Input material:
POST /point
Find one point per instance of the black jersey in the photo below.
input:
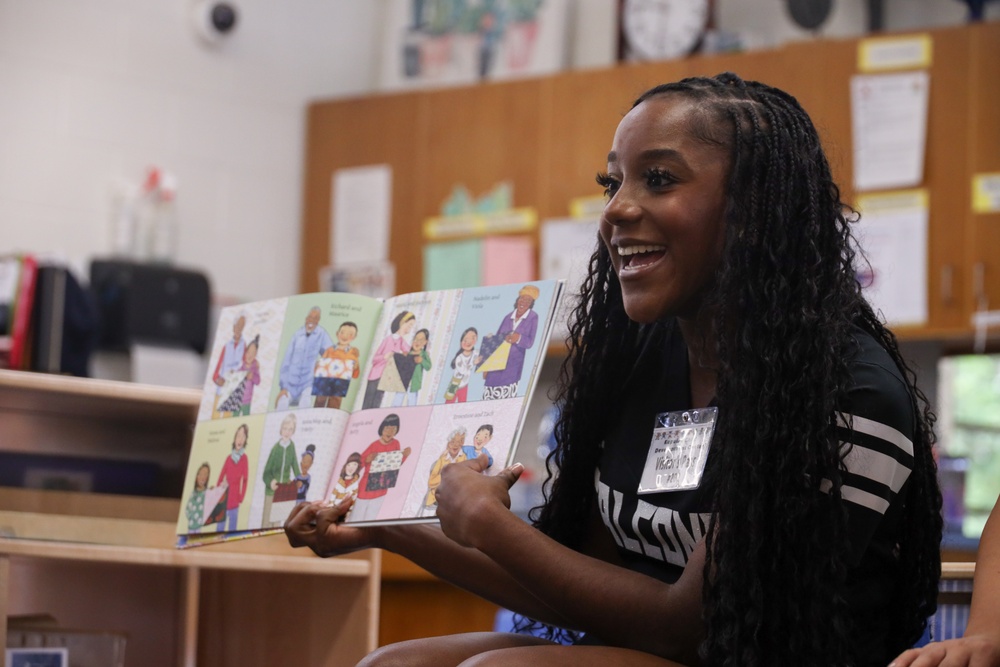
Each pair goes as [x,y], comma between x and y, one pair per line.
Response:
[657,532]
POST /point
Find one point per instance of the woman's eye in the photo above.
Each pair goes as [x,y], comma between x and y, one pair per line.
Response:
[609,184]
[657,178]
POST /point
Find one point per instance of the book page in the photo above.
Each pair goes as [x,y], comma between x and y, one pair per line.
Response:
[479,352]
[282,378]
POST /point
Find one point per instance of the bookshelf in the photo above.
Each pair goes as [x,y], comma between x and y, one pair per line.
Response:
[100,561]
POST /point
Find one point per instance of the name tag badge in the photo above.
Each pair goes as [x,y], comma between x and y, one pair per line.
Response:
[678,451]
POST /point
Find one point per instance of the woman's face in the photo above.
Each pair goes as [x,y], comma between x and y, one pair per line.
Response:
[664,223]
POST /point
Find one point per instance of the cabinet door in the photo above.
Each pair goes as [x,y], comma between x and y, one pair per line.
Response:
[984,251]
[947,180]
[384,129]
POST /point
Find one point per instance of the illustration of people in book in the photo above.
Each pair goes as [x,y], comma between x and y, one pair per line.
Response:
[384,376]
[207,504]
[339,365]
[462,366]
[411,367]
[502,360]
[454,452]
[349,479]
[226,375]
[382,460]
[479,441]
[237,404]
[235,475]
[303,479]
[279,475]
[195,508]
[304,350]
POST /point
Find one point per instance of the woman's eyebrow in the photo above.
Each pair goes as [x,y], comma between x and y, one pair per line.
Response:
[653,154]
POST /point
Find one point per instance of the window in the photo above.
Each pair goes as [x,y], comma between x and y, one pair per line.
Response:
[969,438]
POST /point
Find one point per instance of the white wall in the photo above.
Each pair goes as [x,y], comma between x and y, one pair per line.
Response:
[93,92]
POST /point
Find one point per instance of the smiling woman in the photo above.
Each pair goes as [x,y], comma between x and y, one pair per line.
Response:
[720,313]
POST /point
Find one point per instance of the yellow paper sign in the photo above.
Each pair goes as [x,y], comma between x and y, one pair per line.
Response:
[986,193]
[879,54]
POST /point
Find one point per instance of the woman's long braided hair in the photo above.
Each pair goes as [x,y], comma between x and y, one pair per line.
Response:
[785,299]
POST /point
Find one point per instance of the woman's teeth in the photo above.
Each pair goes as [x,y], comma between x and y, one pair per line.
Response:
[628,251]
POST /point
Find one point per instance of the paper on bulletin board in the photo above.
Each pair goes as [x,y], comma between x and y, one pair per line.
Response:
[452,265]
[893,236]
[567,245]
[889,124]
[360,214]
[508,259]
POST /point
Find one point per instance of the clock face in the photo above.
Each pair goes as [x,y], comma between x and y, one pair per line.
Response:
[658,29]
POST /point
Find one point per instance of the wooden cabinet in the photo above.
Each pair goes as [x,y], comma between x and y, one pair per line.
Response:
[549,136]
[108,562]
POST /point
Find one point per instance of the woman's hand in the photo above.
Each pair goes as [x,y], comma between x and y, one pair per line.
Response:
[320,526]
[470,502]
[969,651]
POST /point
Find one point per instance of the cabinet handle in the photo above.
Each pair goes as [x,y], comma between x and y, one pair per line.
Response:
[947,284]
[979,286]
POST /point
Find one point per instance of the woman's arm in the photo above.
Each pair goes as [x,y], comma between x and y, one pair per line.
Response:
[622,607]
[980,646]
[317,525]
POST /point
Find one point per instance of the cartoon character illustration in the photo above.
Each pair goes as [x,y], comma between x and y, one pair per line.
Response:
[518,332]
[338,366]
[454,452]
[483,435]
[462,364]
[395,342]
[235,474]
[303,479]
[350,477]
[382,460]
[238,402]
[280,471]
[229,362]
[195,509]
[304,349]
[412,366]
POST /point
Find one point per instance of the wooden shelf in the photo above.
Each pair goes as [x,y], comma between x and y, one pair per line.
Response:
[109,562]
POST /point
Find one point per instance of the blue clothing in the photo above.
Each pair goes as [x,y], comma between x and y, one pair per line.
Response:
[300,358]
[470,453]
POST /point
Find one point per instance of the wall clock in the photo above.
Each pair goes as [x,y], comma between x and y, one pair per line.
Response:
[662,29]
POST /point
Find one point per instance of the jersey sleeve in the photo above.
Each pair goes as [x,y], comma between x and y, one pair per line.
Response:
[875,426]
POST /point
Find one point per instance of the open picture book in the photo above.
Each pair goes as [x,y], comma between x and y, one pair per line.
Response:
[327,396]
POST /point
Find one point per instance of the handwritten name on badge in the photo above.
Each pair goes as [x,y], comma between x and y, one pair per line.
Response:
[678,451]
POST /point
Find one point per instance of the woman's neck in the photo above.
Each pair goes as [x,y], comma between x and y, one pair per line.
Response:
[703,358]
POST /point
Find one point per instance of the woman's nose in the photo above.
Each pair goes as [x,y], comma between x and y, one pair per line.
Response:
[622,208]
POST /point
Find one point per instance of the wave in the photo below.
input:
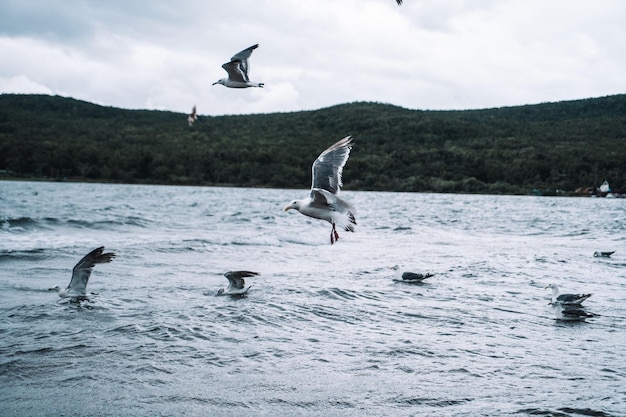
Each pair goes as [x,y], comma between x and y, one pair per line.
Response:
[27,224]
[20,255]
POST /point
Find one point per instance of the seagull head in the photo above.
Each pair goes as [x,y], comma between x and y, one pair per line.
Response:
[295,204]
[60,291]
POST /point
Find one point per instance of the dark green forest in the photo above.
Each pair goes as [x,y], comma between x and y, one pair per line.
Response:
[564,146]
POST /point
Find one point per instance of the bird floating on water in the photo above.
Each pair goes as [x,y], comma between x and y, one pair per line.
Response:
[236,283]
[413,277]
[192,117]
[77,288]
[323,201]
[570,313]
[237,70]
[566,299]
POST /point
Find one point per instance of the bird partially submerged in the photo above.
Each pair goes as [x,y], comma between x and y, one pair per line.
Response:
[77,288]
[236,283]
[323,201]
[566,299]
[237,70]
[413,277]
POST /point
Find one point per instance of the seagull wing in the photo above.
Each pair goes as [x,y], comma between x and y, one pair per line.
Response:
[235,71]
[328,167]
[242,57]
[572,298]
[236,278]
[82,270]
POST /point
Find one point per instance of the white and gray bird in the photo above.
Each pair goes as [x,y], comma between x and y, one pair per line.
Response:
[192,117]
[236,283]
[566,299]
[570,313]
[323,201]
[77,288]
[237,70]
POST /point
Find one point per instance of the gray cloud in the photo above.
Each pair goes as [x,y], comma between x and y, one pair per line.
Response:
[444,54]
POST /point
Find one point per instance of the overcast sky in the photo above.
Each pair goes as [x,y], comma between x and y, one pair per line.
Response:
[425,54]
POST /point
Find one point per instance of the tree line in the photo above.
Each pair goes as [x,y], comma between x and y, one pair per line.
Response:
[564,146]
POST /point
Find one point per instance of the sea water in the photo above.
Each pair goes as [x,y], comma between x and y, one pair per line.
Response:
[325,329]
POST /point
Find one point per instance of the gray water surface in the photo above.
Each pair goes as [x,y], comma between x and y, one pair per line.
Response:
[324,330]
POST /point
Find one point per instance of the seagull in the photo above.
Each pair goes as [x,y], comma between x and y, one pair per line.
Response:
[566,299]
[237,70]
[323,202]
[77,288]
[412,277]
[236,283]
[571,313]
[192,117]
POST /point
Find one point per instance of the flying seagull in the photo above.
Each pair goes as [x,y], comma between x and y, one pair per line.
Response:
[77,288]
[237,70]
[566,299]
[323,202]
[192,117]
[236,283]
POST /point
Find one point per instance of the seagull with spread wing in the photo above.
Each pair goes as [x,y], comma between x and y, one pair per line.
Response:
[237,70]
[77,288]
[323,201]
[236,283]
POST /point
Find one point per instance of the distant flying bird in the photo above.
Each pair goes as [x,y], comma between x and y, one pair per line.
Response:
[236,283]
[77,288]
[192,117]
[323,202]
[566,299]
[237,70]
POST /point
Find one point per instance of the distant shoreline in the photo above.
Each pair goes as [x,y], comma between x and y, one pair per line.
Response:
[93,181]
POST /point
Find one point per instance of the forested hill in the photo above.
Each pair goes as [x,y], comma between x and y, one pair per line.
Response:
[564,145]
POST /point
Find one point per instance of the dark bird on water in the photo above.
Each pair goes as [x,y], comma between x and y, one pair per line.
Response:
[77,288]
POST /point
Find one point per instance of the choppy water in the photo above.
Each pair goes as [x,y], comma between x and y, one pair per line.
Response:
[324,329]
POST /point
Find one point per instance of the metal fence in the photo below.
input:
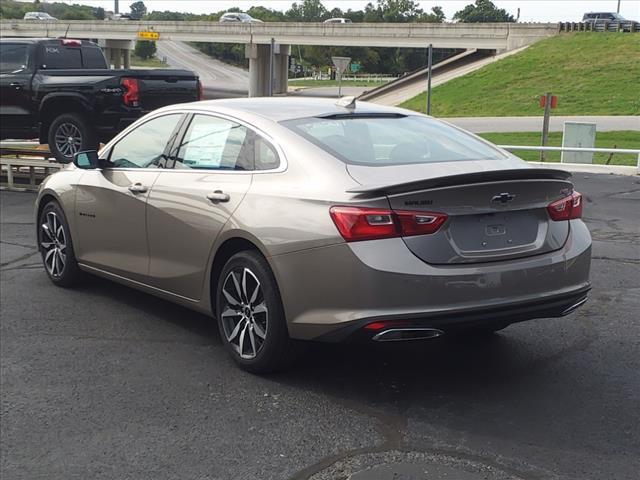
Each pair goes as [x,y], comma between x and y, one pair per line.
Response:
[632,151]
[600,26]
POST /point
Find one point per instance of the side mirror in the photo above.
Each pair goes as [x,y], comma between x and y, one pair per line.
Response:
[86,160]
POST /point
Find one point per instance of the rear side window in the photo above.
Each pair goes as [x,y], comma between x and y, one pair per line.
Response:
[392,140]
[214,143]
[13,57]
[92,57]
[144,146]
[57,57]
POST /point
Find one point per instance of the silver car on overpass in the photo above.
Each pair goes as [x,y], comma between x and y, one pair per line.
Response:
[305,219]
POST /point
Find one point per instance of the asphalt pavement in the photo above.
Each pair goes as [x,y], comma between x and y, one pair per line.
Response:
[103,382]
[219,79]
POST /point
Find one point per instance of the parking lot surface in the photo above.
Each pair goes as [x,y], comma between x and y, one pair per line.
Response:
[103,382]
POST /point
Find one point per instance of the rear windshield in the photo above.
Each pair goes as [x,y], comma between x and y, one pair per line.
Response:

Task instructions: Please select every line in the rows above that contains the word "rear" and copy each one.

Written solution:
Find one point per instance of the rear side window in the photo above.
Find one point per instance of the rear windshield in the photo above.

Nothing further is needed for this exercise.